◆ Excerto fornecido:
════════════════════

De qualquer forma, a libertação e emancipação das mulheres nunca será alcançada no âmbito da sociedade capitalista. A luta das mulheres está consubstancialmente ligada à do homem, seu igual e vice-versa. O seu inimigo é comum: capitalismo, tradições arcaicas opressivas, patriarcado, religiões regressivas e agressivas, comportamentos destrutivos, atitudes anti-sociais, valores de mercado, produtos do capitalismo podre.

Hoje, o seu principal adversário é a fragmentação da sua luta em reivindicações parcelares.  

O espírito de corporativismo estreito do neo-feminismo de hoje é prejudicial ao movimento de emancipação proletária colectiva. Contribui para a acentuação da alienação do proletariado. Devemos travar uma luta de classes emancipatória ou uma luta de classes pelo desenvolvimento sexual numa sociedade de exploração e opressão? É evidente que o movimento feminista faz parte de uma dinâmica de reivindicações inter-classistas. As suas ações são inevitavelmente circunscritas no âmbito das estruturas sociais existentes. Assim, permanecem presas no registro jurídico circunscrito pelo sistema dominante, numa política de súplica formulada para o Estado, o único órgão, segundo as feministas, habilitado a influenciar o poder machista dos homens dominantes, a empurrar uma política mais favorável às "minorias oprimidas", para impor direitos iguais. Com tal orientação reformista, o escopo das reivindicações feministas não pode ir além do perímetro legislativo controlado por representantes resistentes a qualquer mudança no sistema dominante baseado na exploração e na opressão. Além disso, esse feminismo reformista constitui um perigo para o proletariado porque obscurece o carácter de classe da sociedade, as relações sociais conflituantes (seguindo a lógica do neo-feminismo dominante, todas as mulheres teriam os mesmos interesses económicos e sociais, tanto os operários como os burgueses). 

Este feminismo é a maneira real de interpretar mal a luta emancipatória, a dispersão do combate salvador, a fragmentação da consciência política revolucionária. Numa palavra: a esterilização do confronto de classes. Esse feminismo é o melhor aliado do capital. Ele encerra a luta dentro do quadro restrito do gueto da defesa parcelar e interclassista. Assim, perpetua a alienação.  

Como escreveu a militante operária Flora Tristan no seu livro The Workers's Union em 1843: "A libertação dos trabalhadores será obra dos próprios trabalhadores. O homem mais oprimido pode oprimir um ser, que é a sua esposa. Ela é a proletária do próprio proletário." (sic) Noutras palavras, para conter toda a violência perpetrada contra as mulheres, a opressão das mulheres pelos homens, é necessário abolir a exploração do homem pelo homem.

════════════════════

◆ Instrução de trabalho 1: No excerto sobre o feminismo e a luta de classes, o que é necessário abolir para conter a opressão das mulheres pelos homens?
◆ Instrução de trabalho 2: Prolongue o excerto sobre o feminismo e a luta de classes a partir do ponto em que termina.

(Entradas de dados armazenados)

════════════════════

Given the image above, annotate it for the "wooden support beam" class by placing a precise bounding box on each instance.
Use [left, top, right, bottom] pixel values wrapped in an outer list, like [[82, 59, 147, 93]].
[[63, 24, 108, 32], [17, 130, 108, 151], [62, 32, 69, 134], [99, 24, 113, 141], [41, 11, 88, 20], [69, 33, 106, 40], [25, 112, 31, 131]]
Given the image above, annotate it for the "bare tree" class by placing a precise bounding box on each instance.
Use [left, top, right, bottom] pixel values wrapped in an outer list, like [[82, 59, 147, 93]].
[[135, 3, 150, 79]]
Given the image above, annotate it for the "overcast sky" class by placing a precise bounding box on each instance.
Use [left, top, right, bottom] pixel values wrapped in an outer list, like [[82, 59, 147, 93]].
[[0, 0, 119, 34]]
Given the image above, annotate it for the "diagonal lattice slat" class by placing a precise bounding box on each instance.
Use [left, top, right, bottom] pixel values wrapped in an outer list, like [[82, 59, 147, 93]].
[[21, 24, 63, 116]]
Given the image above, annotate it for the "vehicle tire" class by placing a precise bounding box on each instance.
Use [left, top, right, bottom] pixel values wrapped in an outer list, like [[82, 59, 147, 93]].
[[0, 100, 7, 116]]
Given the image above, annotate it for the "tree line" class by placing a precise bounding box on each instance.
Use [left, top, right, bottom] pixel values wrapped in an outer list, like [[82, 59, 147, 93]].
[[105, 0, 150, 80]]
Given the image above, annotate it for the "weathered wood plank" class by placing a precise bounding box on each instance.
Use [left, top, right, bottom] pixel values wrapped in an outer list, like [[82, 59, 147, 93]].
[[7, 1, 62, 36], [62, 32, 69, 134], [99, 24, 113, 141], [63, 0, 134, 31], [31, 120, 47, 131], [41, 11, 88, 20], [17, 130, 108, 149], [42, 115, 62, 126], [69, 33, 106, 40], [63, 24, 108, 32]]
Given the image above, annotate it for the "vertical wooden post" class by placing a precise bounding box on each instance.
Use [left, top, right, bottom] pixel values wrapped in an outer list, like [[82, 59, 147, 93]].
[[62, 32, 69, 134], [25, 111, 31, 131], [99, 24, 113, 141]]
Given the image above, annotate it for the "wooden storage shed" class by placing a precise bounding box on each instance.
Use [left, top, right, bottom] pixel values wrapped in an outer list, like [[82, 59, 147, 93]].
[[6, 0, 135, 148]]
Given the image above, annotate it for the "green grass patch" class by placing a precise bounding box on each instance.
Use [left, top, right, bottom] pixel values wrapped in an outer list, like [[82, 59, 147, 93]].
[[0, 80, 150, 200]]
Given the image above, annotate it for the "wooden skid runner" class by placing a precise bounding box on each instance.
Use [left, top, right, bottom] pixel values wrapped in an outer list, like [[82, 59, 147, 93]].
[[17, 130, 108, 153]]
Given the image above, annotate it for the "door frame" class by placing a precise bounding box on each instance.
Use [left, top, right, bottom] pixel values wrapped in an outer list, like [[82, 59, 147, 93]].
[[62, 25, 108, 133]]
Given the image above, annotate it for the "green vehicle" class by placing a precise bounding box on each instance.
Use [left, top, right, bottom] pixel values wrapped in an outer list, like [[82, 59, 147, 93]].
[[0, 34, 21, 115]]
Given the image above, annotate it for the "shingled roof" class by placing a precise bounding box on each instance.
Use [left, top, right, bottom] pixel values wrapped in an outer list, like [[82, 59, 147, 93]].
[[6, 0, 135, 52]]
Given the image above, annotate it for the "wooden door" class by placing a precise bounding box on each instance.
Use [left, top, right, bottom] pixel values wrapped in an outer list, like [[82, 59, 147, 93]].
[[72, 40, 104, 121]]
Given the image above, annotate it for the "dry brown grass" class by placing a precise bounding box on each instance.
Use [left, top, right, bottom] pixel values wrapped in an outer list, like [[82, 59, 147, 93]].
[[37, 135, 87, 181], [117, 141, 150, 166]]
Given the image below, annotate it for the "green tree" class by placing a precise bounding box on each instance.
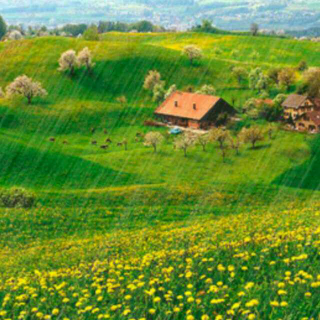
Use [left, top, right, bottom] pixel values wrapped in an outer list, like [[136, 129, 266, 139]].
[[83, 25, 99, 41], [232, 67, 248, 85]]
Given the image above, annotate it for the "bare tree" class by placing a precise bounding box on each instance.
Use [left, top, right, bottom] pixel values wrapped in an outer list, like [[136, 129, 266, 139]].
[[196, 134, 210, 151], [174, 133, 195, 157], [240, 126, 264, 149], [122, 139, 128, 151], [303, 68, 320, 98], [183, 45, 203, 64], [6, 75, 48, 104], [58, 50, 79, 75], [77, 47, 95, 72], [164, 84, 177, 99], [196, 84, 216, 96], [144, 132, 164, 152]]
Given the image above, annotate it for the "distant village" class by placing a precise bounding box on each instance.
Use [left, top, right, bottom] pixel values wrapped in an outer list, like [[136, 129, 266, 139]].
[[155, 91, 320, 133]]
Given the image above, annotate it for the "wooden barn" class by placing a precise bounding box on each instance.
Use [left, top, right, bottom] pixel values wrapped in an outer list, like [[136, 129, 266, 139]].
[[155, 91, 236, 129]]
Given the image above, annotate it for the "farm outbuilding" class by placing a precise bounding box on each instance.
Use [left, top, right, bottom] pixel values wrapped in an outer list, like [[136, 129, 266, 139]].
[[155, 91, 236, 129]]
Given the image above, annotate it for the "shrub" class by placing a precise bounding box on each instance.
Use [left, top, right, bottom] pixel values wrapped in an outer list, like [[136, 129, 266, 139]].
[[0, 187, 36, 208]]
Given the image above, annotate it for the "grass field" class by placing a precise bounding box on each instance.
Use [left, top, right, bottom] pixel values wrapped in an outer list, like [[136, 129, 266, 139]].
[[0, 33, 320, 320]]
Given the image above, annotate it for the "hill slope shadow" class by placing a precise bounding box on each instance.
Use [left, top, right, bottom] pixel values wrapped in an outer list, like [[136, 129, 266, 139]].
[[272, 137, 320, 191]]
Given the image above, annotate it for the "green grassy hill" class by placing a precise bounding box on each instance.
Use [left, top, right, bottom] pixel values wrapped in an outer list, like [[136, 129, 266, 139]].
[[0, 33, 320, 320], [0, 33, 320, 201]]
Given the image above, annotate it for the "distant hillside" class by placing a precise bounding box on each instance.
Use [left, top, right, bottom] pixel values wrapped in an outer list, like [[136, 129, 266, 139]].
[[286, 27, 320, 38], [0, 0, 320, 31]]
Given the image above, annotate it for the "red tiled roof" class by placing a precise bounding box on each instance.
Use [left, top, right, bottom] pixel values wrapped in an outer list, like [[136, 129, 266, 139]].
[[256, 99, 274, 106], [155, 91, 221, 120]]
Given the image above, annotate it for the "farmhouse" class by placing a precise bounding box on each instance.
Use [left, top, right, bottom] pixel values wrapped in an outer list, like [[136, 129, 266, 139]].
[[282, 94, 319, 120], [155, 91, 236, 129], [295, 111, 320, 133]]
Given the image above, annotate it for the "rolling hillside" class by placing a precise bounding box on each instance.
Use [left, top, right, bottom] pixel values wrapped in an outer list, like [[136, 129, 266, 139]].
[[0, 33, 320, 320]]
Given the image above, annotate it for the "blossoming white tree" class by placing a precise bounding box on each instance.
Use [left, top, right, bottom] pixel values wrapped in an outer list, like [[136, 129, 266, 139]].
[[77, 47, 95, 72], [6, 75, 48, 104], [143, 70, 164, 92], [58, 50, 79, 75]]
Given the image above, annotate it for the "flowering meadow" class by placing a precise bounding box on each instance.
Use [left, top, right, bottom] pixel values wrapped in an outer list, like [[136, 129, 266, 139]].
[[0, 208, 320, 320]]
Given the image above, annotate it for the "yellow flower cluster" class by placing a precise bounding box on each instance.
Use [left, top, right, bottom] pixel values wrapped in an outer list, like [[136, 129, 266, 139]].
[[0, 210, 320, 320]]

════════════════════

◆ Espaço de resposta 1: É necessário abolir a exploração do homem pelo homem.

◆ Espaço de resposta 2:
Khider Mesloub  

Nota Bene: Para ilustrar o nosso ponto de vista, contamos uma anedota que se desenrola na Argélia. Um cavalheiro, que está doente, vai ao médico. Após auscultação, o médico diagnostica tuberculose. Ele prescreve um tratamento eficaz. O paciente está a fazer o tratamento. Depois de algumas semanas, ele está curado. Mas um ano depois, ele voltou ao médico. Mais uma vez, ele diagnosticou tuberculose. Tratamento. Cura. Um ano depois, o paciente volta para ver o seu médico novamente. Este último nota uma recaída, ele diagnostica tuberculose. Tratamento. Cura. Mais uma vez, o paciente tem uma recaída. Volta para o médico dele. Mas desta vez, o médico interpela directamente o seu paciente: "Não é de um médico que você precisa, é de um político. Noutras palavras, um corpo político revolucionário, o único capaz de tratar definitivamente as suas condições de vida insalubres que geram a sua doença: a tuberculose. Pois são as suas condições materiais que causam a sua doença." É o capitalismo que constantemente gera desemprego, miséria, guerras, fome, racismo, imperialismo, misoginia, etc. E não são os políticos que podem nos salvar. Noutras palavras, nenhum medicamento político (eleitoral, sindical, feminista, social) pode abolir todas as formas de injustiça e opressão (desemprego, racismo, imperialismo, misoginia, etc.) geradas pelo capitalismo. Somente uma transformação social radical da sociedade pode remediar isso, empreendido por todo o corpo social explorado e oprimido.